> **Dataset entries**
++++++

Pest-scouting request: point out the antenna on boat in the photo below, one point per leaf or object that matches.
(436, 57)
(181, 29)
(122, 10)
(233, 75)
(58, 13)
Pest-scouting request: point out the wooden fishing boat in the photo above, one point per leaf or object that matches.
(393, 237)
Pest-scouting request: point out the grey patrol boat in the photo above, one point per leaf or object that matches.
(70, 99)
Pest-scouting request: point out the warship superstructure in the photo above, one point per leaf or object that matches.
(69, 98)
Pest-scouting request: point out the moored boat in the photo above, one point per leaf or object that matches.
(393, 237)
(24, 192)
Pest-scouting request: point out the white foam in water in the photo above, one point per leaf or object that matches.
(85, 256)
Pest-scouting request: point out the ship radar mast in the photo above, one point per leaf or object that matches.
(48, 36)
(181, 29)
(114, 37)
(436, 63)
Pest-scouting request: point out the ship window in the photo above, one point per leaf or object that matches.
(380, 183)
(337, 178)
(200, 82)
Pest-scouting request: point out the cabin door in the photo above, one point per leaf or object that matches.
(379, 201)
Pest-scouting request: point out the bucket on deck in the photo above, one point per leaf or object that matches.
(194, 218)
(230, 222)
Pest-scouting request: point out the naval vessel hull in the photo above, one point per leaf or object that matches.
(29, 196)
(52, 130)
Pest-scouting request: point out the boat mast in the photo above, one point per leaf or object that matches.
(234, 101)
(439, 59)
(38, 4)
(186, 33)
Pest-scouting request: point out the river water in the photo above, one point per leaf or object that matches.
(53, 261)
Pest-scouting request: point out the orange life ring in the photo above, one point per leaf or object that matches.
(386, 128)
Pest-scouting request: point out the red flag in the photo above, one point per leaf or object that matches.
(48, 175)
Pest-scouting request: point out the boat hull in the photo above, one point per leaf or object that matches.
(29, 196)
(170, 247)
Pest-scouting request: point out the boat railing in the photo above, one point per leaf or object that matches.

++++++

The records above should be duplicated in full, exactly as given.

Pest-scouting request: point out the antenna on boat in the photo below, one point per leaf or object that matches.
(436, 57)
(181, 29)
(122, 10)
(233, 75)
(58, 13)
Pest-scouting request: point out the wooden fishing boat in the photo above, one point per leaf or object that matches.
(393, 237)
Pest-scouting request: point out the grey patrol boat in the photo above, one point per leaf or object that matches.
(70, 99)
Pest-scouting request: point out the warship superstructure in the photo above, one point per leaf or object that matches.
(69, 98)
Pest-scouting request: point out the moored boat in the photo above, one point per leaf or object that matches.
(393, 237)
(24, 192)
Pest-scouting request: point out the white foam in water in the photo above, one point per leaf or object that matches.
(85, 256)
Pest-scouting request: point out the ship radar mast in the photo above, one point per leaf or object that matches.
(48, 36)
(181, 29)
(114, 37)
(436, 63)
Pest-scouting request: point out the ship window in the photo above, one point per leaf or object that matches.
(380, 183)
(337, 178)
(200, 82)
Pest-scouting request: point out the cabin door in the photo above, one point per leaf or object that matches.
(379, 201)
Pest-scouting request: point out the bucket on deck in the photo above, one point per leaf or object that matches.
(194, 218)
(230, 222)
Pest-scouting request: point out the naval vessel hull in the photo above, one point per leaf or object that matches.
(29, 196)
(52, 130)
Pest-scouting request: point out the boat mast in the photo above, one point per leaf or object that matches.
(234, 101)
(439, 59)
(38, 4)
(186, 33)
Pest-scouting request: point out the river water in the photo above, one point per leaf or object that matches.
(53, 261)
Pest-scouting request: point out the orange life ring in the photo above, one point per leaf or object that matches.
(386, 128)
Pest-scouting request: point out the red flag in the photo above, one point per leaf or object that matches.
(48, 175)
Pest-scouting request: point out the boat hull in the photo above, one point per leaf or object that matches.
(29, 196)
(170, 247)
Pest-scouting request: point out the boat railing in the photo above, one point per leaf or object that matches.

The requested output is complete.